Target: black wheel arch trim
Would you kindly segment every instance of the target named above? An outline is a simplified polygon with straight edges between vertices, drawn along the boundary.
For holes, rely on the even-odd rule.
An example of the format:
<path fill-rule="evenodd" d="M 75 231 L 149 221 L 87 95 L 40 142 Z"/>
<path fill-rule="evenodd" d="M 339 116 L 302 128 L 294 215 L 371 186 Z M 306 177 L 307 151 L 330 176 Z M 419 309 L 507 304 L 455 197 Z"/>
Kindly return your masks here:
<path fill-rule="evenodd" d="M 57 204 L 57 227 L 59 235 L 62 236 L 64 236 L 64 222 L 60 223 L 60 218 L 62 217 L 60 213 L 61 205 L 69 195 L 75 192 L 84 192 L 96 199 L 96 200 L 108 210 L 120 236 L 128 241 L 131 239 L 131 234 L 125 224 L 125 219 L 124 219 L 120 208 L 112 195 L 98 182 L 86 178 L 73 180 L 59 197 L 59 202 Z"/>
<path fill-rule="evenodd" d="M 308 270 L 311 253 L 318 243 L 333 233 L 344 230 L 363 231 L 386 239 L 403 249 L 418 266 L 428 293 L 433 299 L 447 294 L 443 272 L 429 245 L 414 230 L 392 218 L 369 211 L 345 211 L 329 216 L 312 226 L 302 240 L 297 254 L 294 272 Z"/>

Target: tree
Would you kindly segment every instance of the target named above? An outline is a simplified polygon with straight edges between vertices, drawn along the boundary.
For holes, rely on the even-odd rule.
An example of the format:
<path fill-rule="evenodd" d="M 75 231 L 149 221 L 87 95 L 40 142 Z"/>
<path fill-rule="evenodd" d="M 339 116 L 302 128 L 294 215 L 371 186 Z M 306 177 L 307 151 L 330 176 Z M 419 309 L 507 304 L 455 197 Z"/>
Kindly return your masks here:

┄┄┄┄┄┄

*Problem description:* Rewrite these lines as a numbered list, leaving out the blank lines.

*Task answer:*
1. Target: black wheel arch trim
2. Would you kindly segment every instance of the target named above? An outline is a simplified polygon with straight edges between vertices, drawn along the boundary.
3. For holes, rely on the even-odd rule.
4. An example of the format:
5. <path fill-rule="evenodd" d="M 75 231 L 149 221 L 87 95 L 40 142 Z"/>
6. <path fill-rule="evenodd" d="M 339 116 L 302 128 L 294 215 L 371 186 Z M 306 177 L 307 151 L 330 176 Z M 419 309 L 507 304 L 455 197 Z"/>
7. Kindly return your masks here:
8. <path fill-rule="evenodd" d="M 57 204 L 57 227 L 59 235 L 62 236 L 64 236 L 64 222 L 60 223 L 60 218 L 62 217 L 60 213 L 61 205 L 69 195 L 75 192 L 84 192 L 96 199 L 96 200 L 108 210 L 120 236 L 128 241 L 131 239 L 131 234 L 125 224 L 125 219 L 124 219 L 120 208 L 112 195 L 98 182 L 86 178 L 73 180 L 59 197 L 59 202 Z"/>
9. <path fill-rule="evenodd" d="M 308 270 L 311 253 L 318 243 L 333 233 L 344 230 L 363 231 L 386 239 L 403 249 L 418 266 L 428 293 L 433 299 L 447 294 L 443 272 L 429 245 L 414 230 L 392 218 L 369 211 L 345 211 L 329 216 L 312 226 L 302 240 L 297 254 L 294 272 Z"/>
10. Target: tree
11. Would you kindly segment every instance of the target named above? An outline is a simplified polygon with straight edges between vertices, drawn along the boundary.
12. For holes, rely on the even-odd rule.
13. An example of the format:
14. <path fill-rule="evenodd" d="M 75 231 L 149 221 L 87 95 L 40 142 Z"/>
15. <path fill-rule="evenodd" d="M 339 116 L 302 128 L 294 215 L 371 186 Z M 306 177 L 307 151 L 330 176 Z M 419 309 L 507 304 L 455 197 Z"/>
16. Kindly return your masks here:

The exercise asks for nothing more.